**To do:** Look through the lines below, find those with the word "kelp", and copy them.

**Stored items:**

----------

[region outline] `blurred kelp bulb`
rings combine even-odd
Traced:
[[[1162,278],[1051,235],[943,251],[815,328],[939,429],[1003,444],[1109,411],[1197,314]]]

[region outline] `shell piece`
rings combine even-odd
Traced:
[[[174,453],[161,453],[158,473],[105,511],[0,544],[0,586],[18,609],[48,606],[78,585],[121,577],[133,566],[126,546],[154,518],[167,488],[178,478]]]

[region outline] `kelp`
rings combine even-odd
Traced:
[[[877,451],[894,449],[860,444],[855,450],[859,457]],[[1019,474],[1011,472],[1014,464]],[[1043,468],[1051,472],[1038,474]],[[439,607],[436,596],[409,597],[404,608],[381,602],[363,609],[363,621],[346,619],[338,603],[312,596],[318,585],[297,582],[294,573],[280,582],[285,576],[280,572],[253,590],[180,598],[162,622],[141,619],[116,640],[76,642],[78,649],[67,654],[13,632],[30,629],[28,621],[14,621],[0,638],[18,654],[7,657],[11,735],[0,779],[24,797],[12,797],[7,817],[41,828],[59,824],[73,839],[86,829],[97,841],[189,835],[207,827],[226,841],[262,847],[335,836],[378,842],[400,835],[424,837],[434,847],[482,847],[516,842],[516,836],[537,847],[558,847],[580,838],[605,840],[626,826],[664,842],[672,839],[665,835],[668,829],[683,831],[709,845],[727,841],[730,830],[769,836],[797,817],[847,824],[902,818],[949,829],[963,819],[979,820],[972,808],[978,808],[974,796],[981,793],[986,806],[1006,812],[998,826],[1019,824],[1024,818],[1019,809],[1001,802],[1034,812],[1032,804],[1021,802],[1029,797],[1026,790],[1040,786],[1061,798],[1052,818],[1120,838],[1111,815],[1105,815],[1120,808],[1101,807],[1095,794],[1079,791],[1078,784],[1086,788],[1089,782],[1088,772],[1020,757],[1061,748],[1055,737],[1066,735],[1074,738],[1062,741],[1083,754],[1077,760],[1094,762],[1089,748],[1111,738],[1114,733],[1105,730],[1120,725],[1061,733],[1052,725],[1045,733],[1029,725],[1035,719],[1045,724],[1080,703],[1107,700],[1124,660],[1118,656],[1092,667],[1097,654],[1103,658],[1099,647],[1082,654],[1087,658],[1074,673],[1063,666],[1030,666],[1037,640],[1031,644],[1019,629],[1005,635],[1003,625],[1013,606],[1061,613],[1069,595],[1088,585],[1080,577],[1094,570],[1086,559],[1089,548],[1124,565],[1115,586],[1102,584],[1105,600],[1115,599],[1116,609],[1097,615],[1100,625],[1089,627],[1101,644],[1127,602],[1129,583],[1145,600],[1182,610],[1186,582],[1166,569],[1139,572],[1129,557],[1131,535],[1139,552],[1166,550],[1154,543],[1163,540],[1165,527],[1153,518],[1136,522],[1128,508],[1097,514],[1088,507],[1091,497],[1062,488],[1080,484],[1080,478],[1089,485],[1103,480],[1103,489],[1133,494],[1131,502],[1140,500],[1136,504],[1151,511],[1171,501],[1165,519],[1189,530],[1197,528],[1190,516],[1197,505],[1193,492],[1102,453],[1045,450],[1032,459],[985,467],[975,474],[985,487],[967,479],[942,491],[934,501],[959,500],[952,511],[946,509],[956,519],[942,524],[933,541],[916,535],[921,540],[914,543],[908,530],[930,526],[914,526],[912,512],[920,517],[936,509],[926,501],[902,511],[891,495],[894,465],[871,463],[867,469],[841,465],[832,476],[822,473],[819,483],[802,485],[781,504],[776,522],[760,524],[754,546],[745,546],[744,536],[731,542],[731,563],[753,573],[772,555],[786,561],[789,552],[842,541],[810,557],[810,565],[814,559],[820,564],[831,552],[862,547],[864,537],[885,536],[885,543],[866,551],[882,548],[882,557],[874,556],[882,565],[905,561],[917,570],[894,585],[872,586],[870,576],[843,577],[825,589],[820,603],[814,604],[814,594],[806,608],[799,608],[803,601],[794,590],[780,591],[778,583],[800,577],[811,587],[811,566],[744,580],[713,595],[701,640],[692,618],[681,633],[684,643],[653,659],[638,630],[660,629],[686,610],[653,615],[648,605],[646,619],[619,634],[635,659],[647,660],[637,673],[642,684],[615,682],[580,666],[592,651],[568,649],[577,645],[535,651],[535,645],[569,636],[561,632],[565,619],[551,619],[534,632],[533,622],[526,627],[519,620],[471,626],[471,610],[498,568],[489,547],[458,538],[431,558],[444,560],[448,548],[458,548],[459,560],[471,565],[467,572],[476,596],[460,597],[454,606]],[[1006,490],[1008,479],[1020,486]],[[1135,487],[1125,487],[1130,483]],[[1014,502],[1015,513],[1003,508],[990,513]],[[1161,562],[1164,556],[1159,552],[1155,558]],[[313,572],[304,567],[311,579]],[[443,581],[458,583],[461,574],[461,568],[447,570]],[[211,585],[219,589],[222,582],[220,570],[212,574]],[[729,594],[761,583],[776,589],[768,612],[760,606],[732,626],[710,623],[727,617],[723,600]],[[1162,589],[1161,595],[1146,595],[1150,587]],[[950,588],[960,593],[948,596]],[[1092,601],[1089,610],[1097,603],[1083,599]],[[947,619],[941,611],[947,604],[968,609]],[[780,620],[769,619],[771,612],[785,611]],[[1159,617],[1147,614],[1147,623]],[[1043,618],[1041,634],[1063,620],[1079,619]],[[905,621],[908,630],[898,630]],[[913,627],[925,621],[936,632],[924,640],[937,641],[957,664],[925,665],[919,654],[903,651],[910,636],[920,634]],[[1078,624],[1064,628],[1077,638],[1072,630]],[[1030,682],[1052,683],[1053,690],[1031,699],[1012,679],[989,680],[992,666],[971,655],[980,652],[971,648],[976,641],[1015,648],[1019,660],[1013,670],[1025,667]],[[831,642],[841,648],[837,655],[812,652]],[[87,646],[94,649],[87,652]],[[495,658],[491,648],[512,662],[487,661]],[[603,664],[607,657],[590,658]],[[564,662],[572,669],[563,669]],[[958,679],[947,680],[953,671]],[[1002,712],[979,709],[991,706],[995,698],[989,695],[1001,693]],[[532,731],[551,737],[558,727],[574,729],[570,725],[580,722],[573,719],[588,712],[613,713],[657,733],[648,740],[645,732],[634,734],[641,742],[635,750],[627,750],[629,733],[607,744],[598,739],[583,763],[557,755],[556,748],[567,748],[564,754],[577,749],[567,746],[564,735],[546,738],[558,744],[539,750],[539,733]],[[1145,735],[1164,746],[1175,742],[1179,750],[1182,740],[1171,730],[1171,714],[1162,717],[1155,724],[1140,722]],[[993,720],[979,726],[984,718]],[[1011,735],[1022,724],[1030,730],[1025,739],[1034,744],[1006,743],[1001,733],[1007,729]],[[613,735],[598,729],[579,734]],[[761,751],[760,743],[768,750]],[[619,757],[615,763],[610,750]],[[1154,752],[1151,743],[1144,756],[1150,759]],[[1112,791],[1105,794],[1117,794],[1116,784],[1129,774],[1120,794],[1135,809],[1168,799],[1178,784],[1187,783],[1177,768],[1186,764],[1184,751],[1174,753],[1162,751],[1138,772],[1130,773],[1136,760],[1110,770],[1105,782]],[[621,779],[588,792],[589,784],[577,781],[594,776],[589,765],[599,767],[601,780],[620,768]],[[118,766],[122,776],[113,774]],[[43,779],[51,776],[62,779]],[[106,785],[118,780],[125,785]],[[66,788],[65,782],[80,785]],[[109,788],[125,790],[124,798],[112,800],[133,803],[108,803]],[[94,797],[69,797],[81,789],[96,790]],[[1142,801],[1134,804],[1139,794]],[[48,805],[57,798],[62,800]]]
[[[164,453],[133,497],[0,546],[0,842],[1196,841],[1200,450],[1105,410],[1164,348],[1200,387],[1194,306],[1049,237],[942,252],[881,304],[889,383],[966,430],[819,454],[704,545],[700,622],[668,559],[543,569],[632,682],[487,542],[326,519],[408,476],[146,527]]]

----------

**Task result:**
[region outline] `blurred kelp bulb`
[region outline] `kelp`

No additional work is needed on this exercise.